Introduction: Interactive Climbing Wall

Through this tutorial you will learn how to make the components to build an interactive climbing wall. You will use castable resin, basic LED circuitry and a Bluetooth microcontroller device to enable your phone to dictate the level of difficulty you wish to climb on the wall.

Be aware that this is a big project that will require lots time and resources. You might want to start by exploring one of the techniques covered, like how to create a climbing hold.

This list covers pretty much everything you will need if you wish to follow the entire project through.

Materials:

- Plasteline (sulphur free, also called “clean clay”)

- Mann Ease Release 200 - Mold Release spray

- Scrap Postcards - Shinny/smooth finish or styrene sheet

- Hot glue

- Mold Star 30, Silicone Rubber for molds

- Clear Urethane Resin - Smooth-on 326

- A sheet of 3/4” plywood

- Neo-pixel strip - 26 lights total

- Adafruit Feather 32u4 Bluefruit LE

- 3 Pin JST connectors

- Solid core cable - three colors

- Solder

- Heat Shrink Tubes

Hardware:

- 3/8” - 16 Socket head bolts

- 3/8” - 16 “T” Nuts

- 3/8” washers

Tools:

- Hot Glue Gun

- Clay Carving tools

- A few 1-quart mixing buckets

- Drill Gun Drill bits

- 5/16 Allen key

- Wire Cutters

- Wire Strippers

- Soldering Iron

- Multimeter

- Heat Gun

Step 1: Carving the Holds, Molding and Casting

This is probably the most fun part of this project, designing custom climbing holds that you can cast yourself. Please be advised that this is a prototype. The urethane resin used here has not been tested in an actual climbing environment, and I can not vouch for their safety!

Step 1A: Sculpting the holds

Start to sculpt your holds by warming up the Plasteline in your hands and exploring the forms you like. If you have climbed before, you will probably know what kinds of holds you like, look at examples and decide on a few different kinds. For some of the examples on my wall I tried to design the holds so they can be used in different orientations, that way I get more variety overall. As you sculpt the clay be sure to keep the back of the piece as flat as possible. Once you have a rough shape you will want to use the 3/8”-16 bolt and the washer to carve out the hole. This is where the clay carving tools will become useful, they will help you clean up the inside of the hole and flatten the back. You should also use your carving tools to carve a void big enough to encase an LED light.

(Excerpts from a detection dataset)

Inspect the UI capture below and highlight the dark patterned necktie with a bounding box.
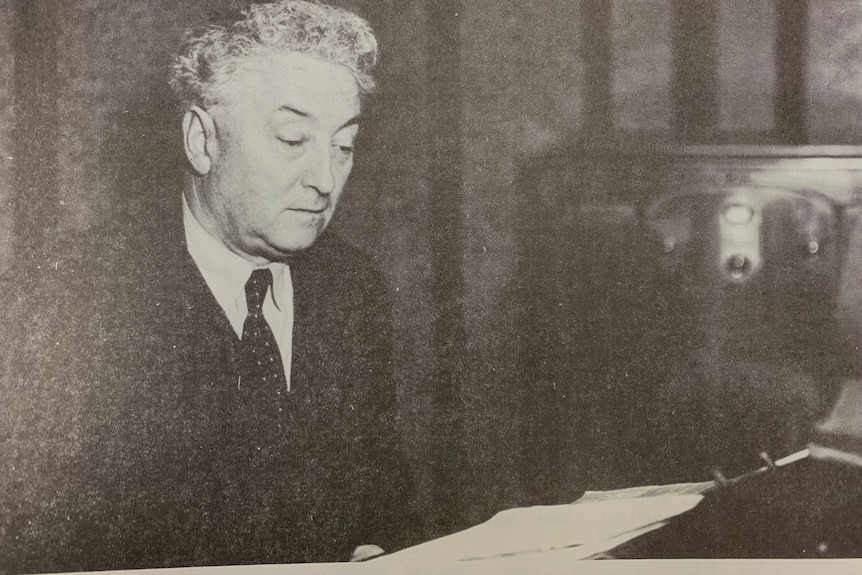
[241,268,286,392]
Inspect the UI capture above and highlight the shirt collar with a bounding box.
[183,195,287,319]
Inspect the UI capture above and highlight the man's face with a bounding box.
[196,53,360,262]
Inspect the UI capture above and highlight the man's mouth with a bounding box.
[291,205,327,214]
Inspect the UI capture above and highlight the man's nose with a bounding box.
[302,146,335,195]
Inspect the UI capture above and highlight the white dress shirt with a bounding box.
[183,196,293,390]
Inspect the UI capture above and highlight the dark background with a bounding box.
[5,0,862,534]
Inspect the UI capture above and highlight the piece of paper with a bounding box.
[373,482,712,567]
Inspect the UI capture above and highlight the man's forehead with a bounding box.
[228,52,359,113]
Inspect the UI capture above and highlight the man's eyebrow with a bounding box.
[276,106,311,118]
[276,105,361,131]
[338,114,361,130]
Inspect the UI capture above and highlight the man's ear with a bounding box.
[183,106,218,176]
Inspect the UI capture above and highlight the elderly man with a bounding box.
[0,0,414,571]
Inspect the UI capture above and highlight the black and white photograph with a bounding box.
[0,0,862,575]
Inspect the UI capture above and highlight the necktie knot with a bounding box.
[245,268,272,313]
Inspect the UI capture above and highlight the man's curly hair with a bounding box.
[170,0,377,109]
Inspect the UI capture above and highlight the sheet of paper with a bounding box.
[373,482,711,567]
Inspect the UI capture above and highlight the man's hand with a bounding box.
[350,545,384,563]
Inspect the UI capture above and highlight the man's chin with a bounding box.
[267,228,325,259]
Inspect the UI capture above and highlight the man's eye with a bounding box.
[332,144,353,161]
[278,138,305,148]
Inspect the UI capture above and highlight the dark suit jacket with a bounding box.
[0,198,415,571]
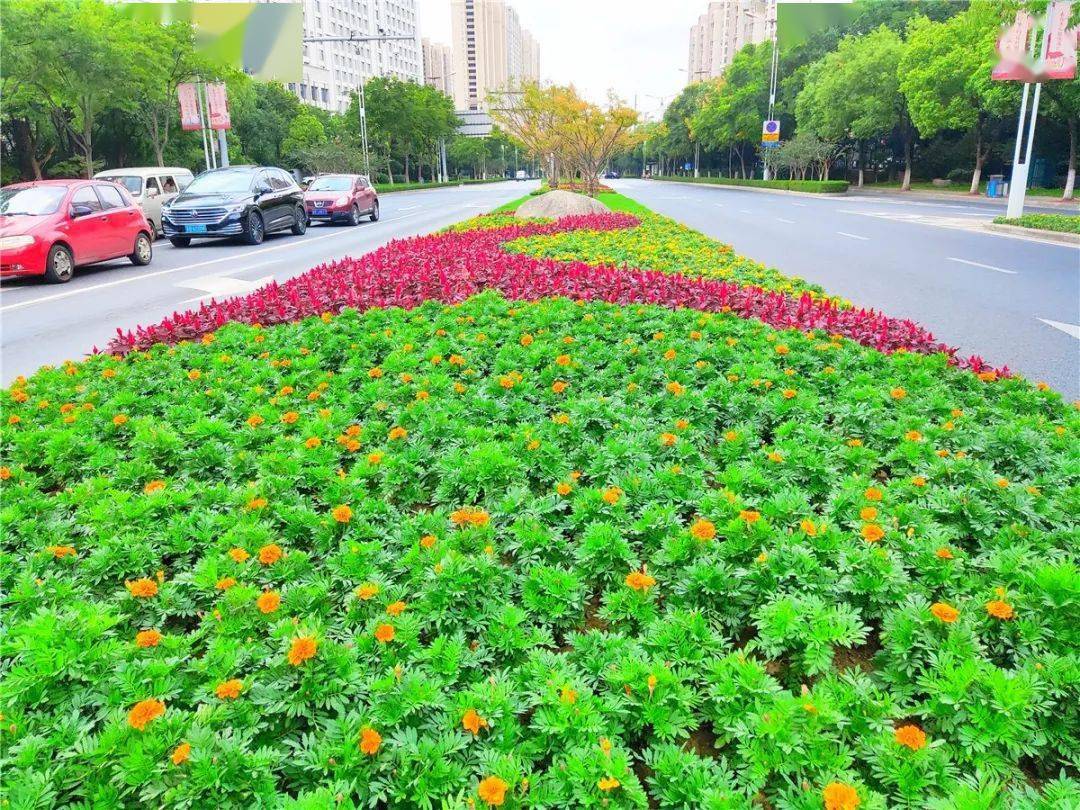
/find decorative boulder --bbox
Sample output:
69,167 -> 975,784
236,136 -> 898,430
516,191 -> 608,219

* * *

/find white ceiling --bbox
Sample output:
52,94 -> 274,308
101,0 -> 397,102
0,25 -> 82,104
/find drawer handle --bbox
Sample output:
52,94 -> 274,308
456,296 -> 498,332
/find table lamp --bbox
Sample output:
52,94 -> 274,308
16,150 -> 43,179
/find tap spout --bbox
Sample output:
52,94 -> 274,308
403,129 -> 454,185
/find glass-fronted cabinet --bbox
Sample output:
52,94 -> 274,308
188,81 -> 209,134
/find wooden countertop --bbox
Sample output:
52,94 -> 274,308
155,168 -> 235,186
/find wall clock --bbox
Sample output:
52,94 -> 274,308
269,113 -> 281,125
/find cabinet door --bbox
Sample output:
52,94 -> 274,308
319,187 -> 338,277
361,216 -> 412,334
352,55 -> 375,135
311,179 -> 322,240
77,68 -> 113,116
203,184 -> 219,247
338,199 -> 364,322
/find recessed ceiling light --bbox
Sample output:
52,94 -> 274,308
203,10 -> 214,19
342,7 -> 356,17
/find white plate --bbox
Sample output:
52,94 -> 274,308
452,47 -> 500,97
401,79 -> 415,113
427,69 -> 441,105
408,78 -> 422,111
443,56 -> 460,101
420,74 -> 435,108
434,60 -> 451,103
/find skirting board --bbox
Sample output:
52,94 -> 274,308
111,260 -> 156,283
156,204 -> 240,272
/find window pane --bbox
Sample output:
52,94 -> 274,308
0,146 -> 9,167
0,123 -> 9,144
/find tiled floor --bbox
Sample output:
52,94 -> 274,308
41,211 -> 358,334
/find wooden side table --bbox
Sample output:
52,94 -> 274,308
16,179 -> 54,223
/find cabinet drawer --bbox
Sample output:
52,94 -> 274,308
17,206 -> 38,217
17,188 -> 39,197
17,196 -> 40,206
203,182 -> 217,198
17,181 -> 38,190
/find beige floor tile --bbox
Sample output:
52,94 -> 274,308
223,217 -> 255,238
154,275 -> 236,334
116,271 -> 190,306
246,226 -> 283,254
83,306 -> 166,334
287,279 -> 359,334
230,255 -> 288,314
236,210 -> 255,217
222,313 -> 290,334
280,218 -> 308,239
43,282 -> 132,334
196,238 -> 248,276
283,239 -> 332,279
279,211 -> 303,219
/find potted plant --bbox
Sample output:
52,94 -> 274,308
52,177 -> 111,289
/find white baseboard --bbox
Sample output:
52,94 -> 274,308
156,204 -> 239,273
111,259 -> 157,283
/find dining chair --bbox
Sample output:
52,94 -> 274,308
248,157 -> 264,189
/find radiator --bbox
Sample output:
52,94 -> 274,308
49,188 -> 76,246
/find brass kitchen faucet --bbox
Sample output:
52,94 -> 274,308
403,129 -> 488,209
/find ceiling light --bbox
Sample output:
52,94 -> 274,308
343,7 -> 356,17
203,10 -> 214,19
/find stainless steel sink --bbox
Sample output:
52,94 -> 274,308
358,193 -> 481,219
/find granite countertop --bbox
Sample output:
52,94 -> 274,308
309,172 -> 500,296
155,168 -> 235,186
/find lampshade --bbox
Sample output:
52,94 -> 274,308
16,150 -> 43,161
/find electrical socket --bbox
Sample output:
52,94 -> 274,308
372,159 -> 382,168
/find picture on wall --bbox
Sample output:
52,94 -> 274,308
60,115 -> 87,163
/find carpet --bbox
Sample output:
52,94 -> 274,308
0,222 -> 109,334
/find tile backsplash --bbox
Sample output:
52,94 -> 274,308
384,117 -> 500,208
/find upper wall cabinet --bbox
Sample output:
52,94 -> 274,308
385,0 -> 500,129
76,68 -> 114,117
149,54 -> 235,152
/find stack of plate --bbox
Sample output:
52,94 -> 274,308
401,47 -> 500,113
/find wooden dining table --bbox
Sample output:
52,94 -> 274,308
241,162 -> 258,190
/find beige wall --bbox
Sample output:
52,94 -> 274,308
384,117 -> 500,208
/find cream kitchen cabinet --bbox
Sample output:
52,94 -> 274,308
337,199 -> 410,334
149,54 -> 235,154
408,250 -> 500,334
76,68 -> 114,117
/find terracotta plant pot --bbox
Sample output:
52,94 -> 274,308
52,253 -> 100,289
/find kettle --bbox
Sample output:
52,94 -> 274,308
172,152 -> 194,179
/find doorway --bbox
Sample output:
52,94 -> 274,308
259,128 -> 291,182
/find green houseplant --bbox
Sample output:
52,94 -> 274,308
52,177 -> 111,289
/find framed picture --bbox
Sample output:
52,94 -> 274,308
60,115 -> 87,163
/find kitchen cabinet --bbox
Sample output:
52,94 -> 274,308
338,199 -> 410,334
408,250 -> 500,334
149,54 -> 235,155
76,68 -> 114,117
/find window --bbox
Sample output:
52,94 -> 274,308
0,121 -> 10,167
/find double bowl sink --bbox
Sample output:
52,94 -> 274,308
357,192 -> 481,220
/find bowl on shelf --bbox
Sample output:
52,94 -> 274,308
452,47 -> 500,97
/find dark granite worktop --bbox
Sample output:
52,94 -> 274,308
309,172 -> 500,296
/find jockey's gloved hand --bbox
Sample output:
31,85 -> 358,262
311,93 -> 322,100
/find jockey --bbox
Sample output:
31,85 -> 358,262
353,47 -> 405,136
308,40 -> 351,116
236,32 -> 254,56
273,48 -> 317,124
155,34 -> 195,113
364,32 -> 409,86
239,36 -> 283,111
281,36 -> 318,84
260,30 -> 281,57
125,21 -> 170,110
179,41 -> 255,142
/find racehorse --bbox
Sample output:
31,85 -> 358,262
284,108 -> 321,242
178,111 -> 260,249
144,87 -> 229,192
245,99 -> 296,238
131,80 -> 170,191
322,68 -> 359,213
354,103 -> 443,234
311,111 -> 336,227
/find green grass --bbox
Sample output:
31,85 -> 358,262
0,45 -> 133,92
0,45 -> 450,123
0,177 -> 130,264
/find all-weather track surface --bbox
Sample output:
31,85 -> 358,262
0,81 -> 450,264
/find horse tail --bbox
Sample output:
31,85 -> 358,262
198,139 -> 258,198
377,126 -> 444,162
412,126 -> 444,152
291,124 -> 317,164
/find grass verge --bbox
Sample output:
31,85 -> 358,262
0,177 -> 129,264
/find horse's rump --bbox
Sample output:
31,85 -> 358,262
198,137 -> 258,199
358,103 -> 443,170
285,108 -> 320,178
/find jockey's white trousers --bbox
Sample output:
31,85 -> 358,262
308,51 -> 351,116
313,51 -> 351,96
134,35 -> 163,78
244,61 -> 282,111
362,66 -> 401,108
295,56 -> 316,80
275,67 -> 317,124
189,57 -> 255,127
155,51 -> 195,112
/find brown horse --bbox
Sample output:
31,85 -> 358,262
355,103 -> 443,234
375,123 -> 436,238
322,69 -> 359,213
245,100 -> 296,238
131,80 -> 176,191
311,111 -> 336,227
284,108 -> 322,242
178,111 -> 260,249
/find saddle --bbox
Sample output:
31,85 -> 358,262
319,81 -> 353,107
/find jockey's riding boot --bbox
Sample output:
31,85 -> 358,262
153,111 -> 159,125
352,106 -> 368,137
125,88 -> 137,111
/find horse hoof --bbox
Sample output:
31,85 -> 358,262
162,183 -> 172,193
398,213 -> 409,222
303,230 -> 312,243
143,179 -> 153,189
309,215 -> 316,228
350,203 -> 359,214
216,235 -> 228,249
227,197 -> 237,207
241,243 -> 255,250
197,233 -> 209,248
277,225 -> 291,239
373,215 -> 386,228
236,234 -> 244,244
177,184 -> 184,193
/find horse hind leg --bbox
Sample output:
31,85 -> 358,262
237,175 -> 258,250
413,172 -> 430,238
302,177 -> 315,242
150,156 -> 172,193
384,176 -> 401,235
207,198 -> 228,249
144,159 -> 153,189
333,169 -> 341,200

[GIVEN PROBLEM 1]
The climbing wall tutorial says that some holds were designed to work in more than one orientation. In one to three sentences, state the tutorial's reason for this.
[GIVEN PROBLEM 2]
Reproduce the climbing wall tutorial word for word, everything from "Step 1A: Sculpting" down to "an LED light.".

[FINISHED ANSWER 1]
The holds were designed to be usable in different orientations so that the wall would offer more variety overall.

[FINISHED ANSWER 2]
Step 1A: Sculpting the holds

Start to sculpt your holds by warming up the Plasteline in your hands and exploring the forms you like. If you have climbed before, you will probably know what kinds of holds you like, look at examples and decide on a few different kinds. For some of the examples on my wall I tried to design the holds so they can be used in different orientations, that way I get more variety overall. As you sculpt the clay be sure to keep the back of the piece as flat as possible. Once you have a rough shape you will want to use the 3/8”-16 bolt and the washer to carve out the hole. This is where the clay carving tools will become useful, they will help you clean up the inside of the hole and flatten the back. You should also use your carving tools to carve a void big enough to encase an LED light.